> [Text]:

----------

Lecture 1 Flashcards
Introduction to Cognition (22 cards)
What is cognition?
The mental process of acquiring knowledge and understanding through thought, experience, and the senses.
What are the key cognitive processes studied in psychology?
Attention, perception, memory, language, decision-making, and problem solving.
Why is it difficult to study cognitive processes directly?
Because they are internal and not directly observable; researchers infer them from behaviour.
What are common methods used to study cognition?
Behavioural experiments, brain imaging (fMRI), EEG, case studies, computational modelling.
What is the difference between introspection and empirical methods?
Introspection involves self-reporting mental processes; empirical methods use objective measurement.
What is the ‘information processing approach’?
A model that compares the mind to a computer: information is input, processed, and output.
What did cognitive psychology reintroduce that behaviourism rejected?
The study of internal mental processes.
Why is studying cognitive errors important?
Errors help reveal the structure and limitations of cognitive processes.

----------

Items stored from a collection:

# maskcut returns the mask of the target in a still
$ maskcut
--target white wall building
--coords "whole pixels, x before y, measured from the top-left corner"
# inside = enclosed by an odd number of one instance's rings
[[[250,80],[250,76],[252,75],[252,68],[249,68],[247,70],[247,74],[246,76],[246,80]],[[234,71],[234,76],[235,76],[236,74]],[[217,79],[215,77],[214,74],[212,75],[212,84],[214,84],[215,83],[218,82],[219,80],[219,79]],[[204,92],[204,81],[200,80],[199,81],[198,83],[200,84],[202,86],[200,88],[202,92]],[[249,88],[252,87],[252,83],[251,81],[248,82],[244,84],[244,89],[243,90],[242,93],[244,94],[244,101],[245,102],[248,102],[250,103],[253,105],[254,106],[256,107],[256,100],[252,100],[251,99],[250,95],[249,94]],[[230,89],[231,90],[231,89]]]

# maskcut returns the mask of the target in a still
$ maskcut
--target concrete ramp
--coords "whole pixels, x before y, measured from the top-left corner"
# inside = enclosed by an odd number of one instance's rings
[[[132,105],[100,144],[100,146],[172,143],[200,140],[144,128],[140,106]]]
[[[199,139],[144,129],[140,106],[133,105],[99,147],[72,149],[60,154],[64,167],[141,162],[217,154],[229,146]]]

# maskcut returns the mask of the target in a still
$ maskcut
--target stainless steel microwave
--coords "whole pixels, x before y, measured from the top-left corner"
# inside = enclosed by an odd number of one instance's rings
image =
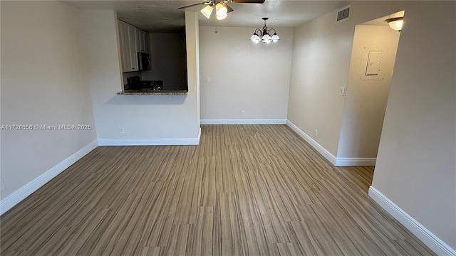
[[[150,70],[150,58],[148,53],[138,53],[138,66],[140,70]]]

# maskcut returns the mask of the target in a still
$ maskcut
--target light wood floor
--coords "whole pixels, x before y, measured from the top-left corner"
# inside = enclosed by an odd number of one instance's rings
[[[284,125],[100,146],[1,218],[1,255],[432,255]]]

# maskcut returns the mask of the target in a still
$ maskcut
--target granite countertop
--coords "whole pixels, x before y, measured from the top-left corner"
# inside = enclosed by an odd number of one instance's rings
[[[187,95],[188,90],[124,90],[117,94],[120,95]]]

----------

> [Aim of the task]:
Using the cognition flashcards, please explain in one to three sentences why cognitive processes are hard to study directly. You can leave the records aside; nothing here depends on them.

> [Completed exercise]:
Cognitive processes are internal and cannot be directly observed. Researchers therefore have to infer them from behavior.